» Task prompt
Print exactly the lines from the line with "Pick out each instance of the wicker" to the last line of the data, please, both included.

» Data supplied
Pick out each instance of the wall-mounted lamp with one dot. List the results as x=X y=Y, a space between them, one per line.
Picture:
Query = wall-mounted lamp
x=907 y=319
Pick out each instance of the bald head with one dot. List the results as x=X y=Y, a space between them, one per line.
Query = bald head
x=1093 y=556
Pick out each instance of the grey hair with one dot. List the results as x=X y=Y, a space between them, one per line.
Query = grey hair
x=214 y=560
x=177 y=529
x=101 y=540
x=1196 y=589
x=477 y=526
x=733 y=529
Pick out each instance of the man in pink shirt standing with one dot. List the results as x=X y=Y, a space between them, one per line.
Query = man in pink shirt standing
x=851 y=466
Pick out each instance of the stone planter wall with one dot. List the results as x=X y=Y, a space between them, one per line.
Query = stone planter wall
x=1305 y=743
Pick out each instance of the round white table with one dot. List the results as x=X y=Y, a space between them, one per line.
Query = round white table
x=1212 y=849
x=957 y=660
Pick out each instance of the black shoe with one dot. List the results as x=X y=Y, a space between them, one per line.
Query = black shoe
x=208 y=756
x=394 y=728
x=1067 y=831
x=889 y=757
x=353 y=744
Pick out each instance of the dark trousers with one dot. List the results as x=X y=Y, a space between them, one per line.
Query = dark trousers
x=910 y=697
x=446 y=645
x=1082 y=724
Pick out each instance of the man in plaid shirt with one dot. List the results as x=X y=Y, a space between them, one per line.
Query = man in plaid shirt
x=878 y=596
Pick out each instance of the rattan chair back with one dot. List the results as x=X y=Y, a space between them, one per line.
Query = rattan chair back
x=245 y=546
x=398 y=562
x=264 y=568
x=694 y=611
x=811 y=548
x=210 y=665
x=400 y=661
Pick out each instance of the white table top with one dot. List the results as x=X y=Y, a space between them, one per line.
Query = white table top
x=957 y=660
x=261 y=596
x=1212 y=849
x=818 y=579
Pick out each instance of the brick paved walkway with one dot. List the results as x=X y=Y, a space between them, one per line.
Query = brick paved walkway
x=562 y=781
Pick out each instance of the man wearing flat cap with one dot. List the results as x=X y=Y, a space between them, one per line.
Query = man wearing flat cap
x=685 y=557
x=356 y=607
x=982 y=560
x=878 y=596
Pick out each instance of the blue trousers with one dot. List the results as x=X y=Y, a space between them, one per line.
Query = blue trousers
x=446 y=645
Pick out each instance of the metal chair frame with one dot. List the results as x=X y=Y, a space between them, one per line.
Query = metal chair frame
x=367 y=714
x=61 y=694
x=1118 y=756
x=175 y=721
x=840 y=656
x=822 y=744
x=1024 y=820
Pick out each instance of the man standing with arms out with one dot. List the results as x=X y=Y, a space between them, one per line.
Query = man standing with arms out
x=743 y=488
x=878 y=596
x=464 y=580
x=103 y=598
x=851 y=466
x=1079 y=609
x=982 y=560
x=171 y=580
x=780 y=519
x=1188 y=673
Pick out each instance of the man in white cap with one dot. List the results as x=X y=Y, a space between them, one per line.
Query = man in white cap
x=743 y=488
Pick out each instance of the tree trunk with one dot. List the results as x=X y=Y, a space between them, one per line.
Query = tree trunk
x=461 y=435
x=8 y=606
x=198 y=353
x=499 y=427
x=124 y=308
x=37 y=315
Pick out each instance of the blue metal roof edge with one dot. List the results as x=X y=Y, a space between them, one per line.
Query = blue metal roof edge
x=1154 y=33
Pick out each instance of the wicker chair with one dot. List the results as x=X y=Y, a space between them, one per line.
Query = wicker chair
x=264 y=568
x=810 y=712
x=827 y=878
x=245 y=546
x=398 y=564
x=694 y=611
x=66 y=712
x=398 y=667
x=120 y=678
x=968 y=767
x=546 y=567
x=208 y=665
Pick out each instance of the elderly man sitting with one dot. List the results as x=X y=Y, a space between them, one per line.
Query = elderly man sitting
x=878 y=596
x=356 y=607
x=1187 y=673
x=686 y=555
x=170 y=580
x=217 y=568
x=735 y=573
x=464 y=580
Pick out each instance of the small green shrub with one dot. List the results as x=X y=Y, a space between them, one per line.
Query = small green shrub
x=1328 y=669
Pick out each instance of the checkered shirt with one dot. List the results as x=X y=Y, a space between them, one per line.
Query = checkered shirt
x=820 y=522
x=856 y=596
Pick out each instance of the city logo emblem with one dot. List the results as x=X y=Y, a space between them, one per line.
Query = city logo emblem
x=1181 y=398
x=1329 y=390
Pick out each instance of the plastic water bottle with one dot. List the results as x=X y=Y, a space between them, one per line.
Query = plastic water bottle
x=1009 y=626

» Exercise result
Pick out each instance of the wicker chair with one dot. List the results as x=X y=Y, a space between them, one per line.
Query = wicker chair
x=264 y=568
x=810 y=712
x=827 y=878
x=245 y=546
x=398 y=564
x=694 y=611
x=66 y=712
x=398 y=667
x=120 y=678
x=968 y=767
x=546 y=567
x=208 y=665
Pick out each instance of the elderly man sitting with one dot. List the results as x=X y=Y, a space between them, one per line.
Query = elderly man sitting
x=878 y=596
x=356 y=607
x=1187 y=673
x=686 y=555
x=170 y=580
x=217 y=568
x=735 y=573
x=464 y=580
Pick out each instance of the small green shrub with one dot. List the results as x=X y=Y, a space between them, one per line.
Query = small green shrub
x=1328 y=669
Pick out each instance of the checkered shirt with one dot. List the results as x=X y=Y, a space between them, one per line.
Query = checkered shirt
x=820 y=522
x=856 y=596
Pick out each instance of the city logo emblem with one dot. List the results as x=X y=Y, a space between them, one per line.
Query = city logo emblem
x=1181 y=398
x=1329 y=390
Pick out each instance of the plastic water bottle with one dot. List the results as x=X y=Y, a space between them, one per line.
Query = plastic water bottle
x=1009 y=626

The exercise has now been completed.